━━ Passage to read ━━
# Advantages of IUI?



## Flaming Nora (Oct 3, 2006)

Hi girls, I am new to the board so forgive me if you have gone over this topic before.  Basically, I've got a FSH of 10.2, and my husband's got clumpy sperm. Soooo..we have been advised IUI two cycles and then to IVF.  As far as I can see, however, IUI has a realy low success rate of about 20%.  I know I'm in a bit of a negative fug with all this infertility lark at the moment, but it's difficult for me to see the positives about doing a procedure that will probably not work.  Any advice


----------



## doods28 (May 23, 2005)

Hello,

I can understand why you are not feeling particularly positive about IUI but I think most of the girls on here would probably agree that even if it hasn't worked for them it is very good preparation for IVF. The IUI process with drugs to stimulate the ovaries  and monitoring of the follicles is very similar to the stimming used in IVF and will help the clinic to see how you respond to the drugs. A lot of ladies find the idea of IVF a bit daunting and IUI helps them to metally prepare.

If your DH has clumpy sperm then it probably doesn't make it to the right place to fertilise the egg. With IUI the best sperm are put in the just the right place to meet and fertilise the egg so even if the odds are low they will still be better than natural ttc. 

The only concern would be your FSH levels. Some of the ladies on here will be able to recommend some 'tricks' tolower your FSH level. 

If you are still not happy about having IUI then speak to your consultant and they will be able to give you more advice or possibly go straight to IVF if they think you are ready.

I know IUI has low percentages, but it has worked against the odds for lots of ladies on this board so if you do go down that road try to stay as     as you can.

Good luck,

D x


----------



## Flaming Nora (Oct 3, 2006)

Well I know my FSH is on the higher side, but when they looked at me follicles on the USS the Consultant said she was happy with my ovarian reserve and she wasn't that concerned about it.  I'm having acupuncture etc as well.


----------



## doods28 (May 23, 2005)

Hello,

If they are not worried about ovarian reserve then I would definitely suggest going down the IUI route first as a 'warm-up' and hopefully you won't have to move on to IVF at all.

D x


----------



## Flaming Nora (Oct 3, 2006)

Ta Doods, fingers crossed !!!  This site is so incredibly helpful, and it's nice to know I'm not on my own


----------
━━━
— Task requirements —
• a. Rewrite the part of the IUI thread that opens with the words containing "If you are still" and closes with "as you can.", changing "consultant" to "doctor".
• b. In the IUI thread, what FSH level does Flaming Nora report?
• c. Summarize the IUI thread in two sentences.
━━ Information ━━
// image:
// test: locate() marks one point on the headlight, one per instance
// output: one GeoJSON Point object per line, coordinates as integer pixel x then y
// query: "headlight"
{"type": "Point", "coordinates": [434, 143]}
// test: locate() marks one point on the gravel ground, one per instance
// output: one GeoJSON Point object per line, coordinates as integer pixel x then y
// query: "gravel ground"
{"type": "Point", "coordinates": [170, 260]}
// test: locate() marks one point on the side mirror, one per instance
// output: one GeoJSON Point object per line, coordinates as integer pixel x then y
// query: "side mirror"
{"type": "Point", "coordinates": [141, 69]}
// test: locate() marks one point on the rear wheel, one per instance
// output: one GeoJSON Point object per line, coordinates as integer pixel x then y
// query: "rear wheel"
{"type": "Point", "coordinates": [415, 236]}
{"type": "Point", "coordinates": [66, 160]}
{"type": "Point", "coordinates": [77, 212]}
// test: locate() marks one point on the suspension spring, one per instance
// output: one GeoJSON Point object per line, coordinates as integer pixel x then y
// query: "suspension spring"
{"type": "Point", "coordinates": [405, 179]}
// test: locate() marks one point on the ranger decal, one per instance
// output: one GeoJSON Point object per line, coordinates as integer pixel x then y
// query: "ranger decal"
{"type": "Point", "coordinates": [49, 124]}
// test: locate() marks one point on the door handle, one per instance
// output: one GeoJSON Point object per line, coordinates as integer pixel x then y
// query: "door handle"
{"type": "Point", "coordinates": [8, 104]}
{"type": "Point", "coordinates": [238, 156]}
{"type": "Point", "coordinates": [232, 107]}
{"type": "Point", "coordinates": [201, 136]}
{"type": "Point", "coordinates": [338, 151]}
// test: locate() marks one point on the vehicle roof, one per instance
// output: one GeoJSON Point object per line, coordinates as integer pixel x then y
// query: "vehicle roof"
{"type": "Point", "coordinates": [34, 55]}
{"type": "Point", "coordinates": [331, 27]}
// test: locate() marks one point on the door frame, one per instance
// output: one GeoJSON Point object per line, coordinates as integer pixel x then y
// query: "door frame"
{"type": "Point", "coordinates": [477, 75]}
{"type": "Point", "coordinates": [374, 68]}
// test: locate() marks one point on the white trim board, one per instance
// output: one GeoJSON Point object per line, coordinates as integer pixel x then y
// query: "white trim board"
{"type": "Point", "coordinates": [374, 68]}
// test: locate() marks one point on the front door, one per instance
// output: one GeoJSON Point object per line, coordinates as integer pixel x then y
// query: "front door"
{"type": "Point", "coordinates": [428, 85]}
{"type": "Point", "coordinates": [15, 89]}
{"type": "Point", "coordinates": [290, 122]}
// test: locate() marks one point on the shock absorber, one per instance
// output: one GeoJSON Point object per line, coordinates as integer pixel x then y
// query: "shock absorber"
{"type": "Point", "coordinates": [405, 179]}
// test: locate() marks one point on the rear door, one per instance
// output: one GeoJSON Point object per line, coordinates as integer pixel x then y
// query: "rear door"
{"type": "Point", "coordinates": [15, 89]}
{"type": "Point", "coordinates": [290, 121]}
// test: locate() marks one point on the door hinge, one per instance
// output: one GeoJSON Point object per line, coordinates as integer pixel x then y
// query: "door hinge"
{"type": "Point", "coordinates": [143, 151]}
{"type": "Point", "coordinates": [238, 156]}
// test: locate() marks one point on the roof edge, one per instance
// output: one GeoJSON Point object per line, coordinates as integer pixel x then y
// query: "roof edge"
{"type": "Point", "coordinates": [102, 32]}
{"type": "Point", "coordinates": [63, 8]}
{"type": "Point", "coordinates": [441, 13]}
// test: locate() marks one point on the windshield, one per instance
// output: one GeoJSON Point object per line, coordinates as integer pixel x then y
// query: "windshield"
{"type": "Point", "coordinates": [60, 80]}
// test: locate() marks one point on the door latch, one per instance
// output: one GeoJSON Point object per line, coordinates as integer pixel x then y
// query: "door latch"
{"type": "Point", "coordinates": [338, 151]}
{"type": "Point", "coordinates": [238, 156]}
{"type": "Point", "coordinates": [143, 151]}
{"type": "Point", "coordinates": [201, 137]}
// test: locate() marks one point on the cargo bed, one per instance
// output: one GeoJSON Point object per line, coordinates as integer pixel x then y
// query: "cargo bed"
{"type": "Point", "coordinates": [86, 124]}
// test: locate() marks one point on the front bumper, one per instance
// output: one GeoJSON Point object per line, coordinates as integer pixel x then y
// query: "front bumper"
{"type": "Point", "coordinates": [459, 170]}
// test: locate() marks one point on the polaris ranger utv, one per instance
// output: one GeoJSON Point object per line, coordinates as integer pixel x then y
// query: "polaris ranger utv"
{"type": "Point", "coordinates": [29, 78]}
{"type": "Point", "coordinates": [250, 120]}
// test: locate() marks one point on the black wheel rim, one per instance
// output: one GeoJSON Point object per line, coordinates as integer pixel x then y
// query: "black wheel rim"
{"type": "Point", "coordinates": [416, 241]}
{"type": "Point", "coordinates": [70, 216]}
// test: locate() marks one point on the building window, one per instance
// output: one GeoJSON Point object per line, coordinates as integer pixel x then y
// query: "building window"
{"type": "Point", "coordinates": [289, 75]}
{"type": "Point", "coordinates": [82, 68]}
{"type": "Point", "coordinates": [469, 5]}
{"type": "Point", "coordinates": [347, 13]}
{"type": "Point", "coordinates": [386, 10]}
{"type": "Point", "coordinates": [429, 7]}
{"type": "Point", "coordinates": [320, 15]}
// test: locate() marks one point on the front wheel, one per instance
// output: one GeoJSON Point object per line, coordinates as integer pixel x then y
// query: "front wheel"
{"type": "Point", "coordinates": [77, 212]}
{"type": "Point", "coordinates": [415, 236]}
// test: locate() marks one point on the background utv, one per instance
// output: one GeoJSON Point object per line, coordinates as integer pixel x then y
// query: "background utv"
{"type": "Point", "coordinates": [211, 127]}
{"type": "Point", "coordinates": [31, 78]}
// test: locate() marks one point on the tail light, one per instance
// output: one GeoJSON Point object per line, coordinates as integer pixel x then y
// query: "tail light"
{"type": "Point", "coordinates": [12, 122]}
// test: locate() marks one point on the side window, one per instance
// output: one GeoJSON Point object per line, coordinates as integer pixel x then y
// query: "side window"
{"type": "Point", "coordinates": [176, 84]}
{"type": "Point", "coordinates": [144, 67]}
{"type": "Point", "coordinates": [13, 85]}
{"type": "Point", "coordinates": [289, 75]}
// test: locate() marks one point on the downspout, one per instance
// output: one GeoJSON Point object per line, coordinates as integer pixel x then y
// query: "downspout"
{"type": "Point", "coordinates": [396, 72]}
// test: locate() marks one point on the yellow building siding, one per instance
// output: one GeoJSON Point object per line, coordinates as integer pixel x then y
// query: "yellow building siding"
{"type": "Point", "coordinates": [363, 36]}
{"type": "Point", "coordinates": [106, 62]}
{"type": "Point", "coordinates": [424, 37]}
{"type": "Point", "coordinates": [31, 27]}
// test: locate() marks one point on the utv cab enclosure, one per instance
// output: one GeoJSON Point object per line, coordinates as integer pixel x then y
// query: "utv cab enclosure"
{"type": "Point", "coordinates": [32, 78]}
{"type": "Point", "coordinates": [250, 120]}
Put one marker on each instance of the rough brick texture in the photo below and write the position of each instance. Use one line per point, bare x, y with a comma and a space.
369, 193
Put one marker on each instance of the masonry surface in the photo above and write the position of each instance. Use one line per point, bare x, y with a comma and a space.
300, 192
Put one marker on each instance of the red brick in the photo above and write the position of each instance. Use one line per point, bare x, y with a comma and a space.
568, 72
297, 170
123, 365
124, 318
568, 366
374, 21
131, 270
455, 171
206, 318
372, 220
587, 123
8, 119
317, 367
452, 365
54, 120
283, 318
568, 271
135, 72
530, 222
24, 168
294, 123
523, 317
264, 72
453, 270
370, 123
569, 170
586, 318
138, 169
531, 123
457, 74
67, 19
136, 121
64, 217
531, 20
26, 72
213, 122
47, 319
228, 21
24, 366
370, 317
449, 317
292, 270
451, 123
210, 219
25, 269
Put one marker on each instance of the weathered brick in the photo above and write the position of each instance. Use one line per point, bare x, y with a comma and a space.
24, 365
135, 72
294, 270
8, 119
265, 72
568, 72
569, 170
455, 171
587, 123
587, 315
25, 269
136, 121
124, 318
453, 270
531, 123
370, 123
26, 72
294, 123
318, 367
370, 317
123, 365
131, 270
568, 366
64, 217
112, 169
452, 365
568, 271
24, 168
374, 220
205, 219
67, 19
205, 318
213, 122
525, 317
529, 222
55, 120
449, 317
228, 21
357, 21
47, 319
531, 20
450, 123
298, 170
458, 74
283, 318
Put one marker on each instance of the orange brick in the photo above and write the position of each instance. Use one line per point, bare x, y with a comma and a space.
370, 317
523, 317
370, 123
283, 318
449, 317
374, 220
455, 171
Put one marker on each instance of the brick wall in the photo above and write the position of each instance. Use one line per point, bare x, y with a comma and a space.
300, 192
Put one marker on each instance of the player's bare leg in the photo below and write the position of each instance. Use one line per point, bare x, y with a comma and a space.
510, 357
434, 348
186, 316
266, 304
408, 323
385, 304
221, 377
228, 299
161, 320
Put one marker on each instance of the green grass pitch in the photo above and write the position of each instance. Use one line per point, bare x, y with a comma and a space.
━━━
— Written answers —
• a.
If you are still not happy about having IUI then speak to your doctor and they will be able to give you more advice or possibly go straight to IVF if they think you are ready.

I know IUI has low percentages, but it has worked against the odds for lots of ladies on this board so if you do go down that road try to stay as     as you can.

• b. 10.2

• c. A poster with an FSH of 10.2 and a husband with clumpy sperm has been advised to try two IUI cycles before IVF, but doubts IUI because of its low success rate of about 20%. A reply calls IUI good preparation for IVF and a way to place the best sperm where they can fertilize the egg, and after hearing that the consultant is happy with the poster's ovarian reserve, recommends IUI first as a "warm-up."